### Lesetext
"Chlorokybus" bilden "Zellpakete" und leben in feuchten Böden und Felsspalten

„Chlorokybus“ bilden „Zellpakete“ und leben in feuchten Böden und Felsspalten.

Pflan­zen­-­Ahn ent­puppt sich als viel­fäl­tig

In Schönbrunn wurde 1942 eine Alge entdeckt, die als „Neue luftlebige Algen aus Wien“ beschrieben wurde. Mittlerweile weiß man, dass diese Algengattung „Chlorokybus“ zu den am weitesten entfernten und ältesten Verwandten der Landpflanzen zählt. Forscher haben nun gezeigt, dass die Gattung nicht nur eine, sondern mindestens fünf verschiedene Arten enthält.

Vor etwa einer Milliarde Jahren fassten Süßwasseralgen Fuß an Land und brachten in der Folge eine erstaunliche Artenvielfalt von Pflanzen auf der Erde hervor. „Es haben damals viele Algen-Linien unabhängig voneinander das Land erobert, viele davon sind sicherlich auch wieder ausgestorben“, erklärte Co-Studienautor Thomas Pröschold vom Forschungsinstitut für Limnologie der Universität Innsbruck gegenüber der APA.

Aber noch heute existieren Verwandte dieser Pflanzen-Urahnen, etwa die vor rund 80 Jahren erstmals in Schönbrunn entdeckten „Chlorokybus“. Sie sind Nachkommen jener alten Algenvorfahren, von denen auch die modernen Landpflanzen und verschiedene andere Algen abstammen. Ein Forscherteam um Iker Irisarri und Tatyana Darienko von der Universität Göttingen, dem Pröschold angehört, hat diese Algenvertreter nun genauer unter die Lupe genommen.

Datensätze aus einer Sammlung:
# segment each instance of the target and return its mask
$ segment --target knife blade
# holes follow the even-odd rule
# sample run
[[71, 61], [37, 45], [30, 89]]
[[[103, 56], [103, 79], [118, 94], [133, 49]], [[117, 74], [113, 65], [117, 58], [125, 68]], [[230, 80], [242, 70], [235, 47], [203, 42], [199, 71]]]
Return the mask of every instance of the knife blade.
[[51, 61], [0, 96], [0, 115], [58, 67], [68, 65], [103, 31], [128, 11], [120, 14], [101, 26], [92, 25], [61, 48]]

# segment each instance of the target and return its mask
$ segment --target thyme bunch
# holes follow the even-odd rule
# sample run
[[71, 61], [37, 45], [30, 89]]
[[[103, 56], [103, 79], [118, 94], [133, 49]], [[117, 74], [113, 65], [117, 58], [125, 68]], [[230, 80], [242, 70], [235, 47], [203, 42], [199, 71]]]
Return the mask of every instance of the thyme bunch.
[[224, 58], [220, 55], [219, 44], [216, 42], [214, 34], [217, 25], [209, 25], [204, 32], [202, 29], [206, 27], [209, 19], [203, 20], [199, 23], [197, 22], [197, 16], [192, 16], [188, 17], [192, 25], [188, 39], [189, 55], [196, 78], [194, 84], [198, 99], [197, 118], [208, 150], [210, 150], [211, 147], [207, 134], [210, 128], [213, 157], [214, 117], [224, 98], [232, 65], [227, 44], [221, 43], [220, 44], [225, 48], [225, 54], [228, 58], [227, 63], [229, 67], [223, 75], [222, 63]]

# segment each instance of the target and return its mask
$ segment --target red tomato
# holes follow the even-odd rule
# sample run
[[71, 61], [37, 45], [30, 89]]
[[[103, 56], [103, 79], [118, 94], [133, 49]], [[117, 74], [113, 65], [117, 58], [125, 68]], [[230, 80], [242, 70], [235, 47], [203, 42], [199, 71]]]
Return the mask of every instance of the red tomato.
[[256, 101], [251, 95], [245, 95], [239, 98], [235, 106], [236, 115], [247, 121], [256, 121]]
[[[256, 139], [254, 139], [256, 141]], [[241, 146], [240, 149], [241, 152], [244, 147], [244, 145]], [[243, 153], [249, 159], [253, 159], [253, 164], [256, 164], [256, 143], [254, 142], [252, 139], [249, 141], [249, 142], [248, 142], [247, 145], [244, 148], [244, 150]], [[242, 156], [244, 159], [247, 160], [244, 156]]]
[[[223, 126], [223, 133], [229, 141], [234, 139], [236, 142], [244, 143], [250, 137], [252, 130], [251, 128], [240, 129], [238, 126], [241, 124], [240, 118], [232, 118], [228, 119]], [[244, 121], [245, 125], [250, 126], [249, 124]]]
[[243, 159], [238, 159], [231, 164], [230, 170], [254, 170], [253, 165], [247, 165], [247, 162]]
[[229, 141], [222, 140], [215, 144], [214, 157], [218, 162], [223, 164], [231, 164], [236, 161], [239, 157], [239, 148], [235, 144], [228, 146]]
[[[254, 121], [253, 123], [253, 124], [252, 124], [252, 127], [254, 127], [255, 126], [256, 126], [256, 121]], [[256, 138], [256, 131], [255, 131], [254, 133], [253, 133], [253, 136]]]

### Aufgaben
1: Beantworte diese Fragen zum Lesetext über die Alge „Chlorokybus“:
(a) In welchem Jahr wurde die Alge in Schönbrunn entdeckt?
(b) Wie viele verschiedene Arten enthält die Gattung laut den Forschern mindestens?
(c) Vor etwa wie langer Zeit fassten Süßwasseralgen Fuß an Land?
2: Führe den Lesetext über die Alge „Chlorokybus“ im Anschluss an seinen letzten Satz weiter.

### Lösungen
1:
(a) Die Alge wurde 1942 in Schönbrunn entdeckt.
(b) Die Gattung enthält mindestens fünf verschiedene Arten.
(c) Süßwasseralgen fassten vor etwa einer Milliarde Jahren Fuß an Land.

2:
Genetische Analyse zeigt Unterschiede

„Chlorokybus“ bilden „Zellpakete“ und leben in feuchten Böden und Felsspalten. „Sie sind selten zu finden und werden oft auch übersehen, da es morphologisch ähnliche Formen gibt, die aber zu anderen Grünalgenlinien gehören“, sagte Pröschold.

Die Wissenschafter haben für ihre Studie zunächst alle bekannten Algen, die „Chlorokybus“ zugeordnet werden können, aufgespürt und gescreent, einschließlich Kulturen aus öffentlichen Algensammlungen und Proben aus der Ukraine, Chile und Costa Rica. „Wir haben auch versucht, die Alge in Schönbrunn wiederzufinden, was uns leider nicht gelungen ist“, so der Biologe. Der Grund dafür könnte sein, dass der Brunnen in den vergangenen Jahrzehnten restauriert wurde.

Bei der genetischen Analyse der aufgespürten Proben zeigten sich deutliche Unterschiede. Offensichtlich verbergen sich fünf verschiedene Arten unter einem einzigen gemeinsamen Namen, berichten die Wissenschafter im Fachjournal „Proceedings B“ der Royal Society. Diese werden als „kryptische Arten“ bezeichnet, weil sich selbst im Mikroskop keine offensichtlichen Unterschiede zwischen den fünf Arten zeigen.

Für die Wissenschafter ist es eine Überraschung, dass diese Algenarten so ähnlich aussehen, hätten sie sich doch über Millionen Jahre evolutionär voneinander entfernen können. Von der Erfassung der Artenvielfalt erhoffen sie sich auch neue Erkenntnisse über die Anpassung und Entwicklung der Landpflanzen und ihrer Algenverwandten.

Hintergrund ist, dass alle höheren Pflanzen - also die Landpflanzen gemeinsam mit einigen Algenlinien wie eben „Chlorokybus“ - zu den sogenannten Streptophyta zählen. Diese sind neben den Chlorophyta eine der zwei großen Linien, in die sich die grünen Pflanzen teilen. „Genomanalysen werden uns in Zukunft mehr Daten liefern, um zu verstehen, warum es nur in den Streptophyta zur großen Entwicklung von Landpflanzen gekommen ist“, so Pröschold. Dagegen gebe es viele Grünalgenlinien, die sich zu bekannten Pflanzen weiterentwickelt haben.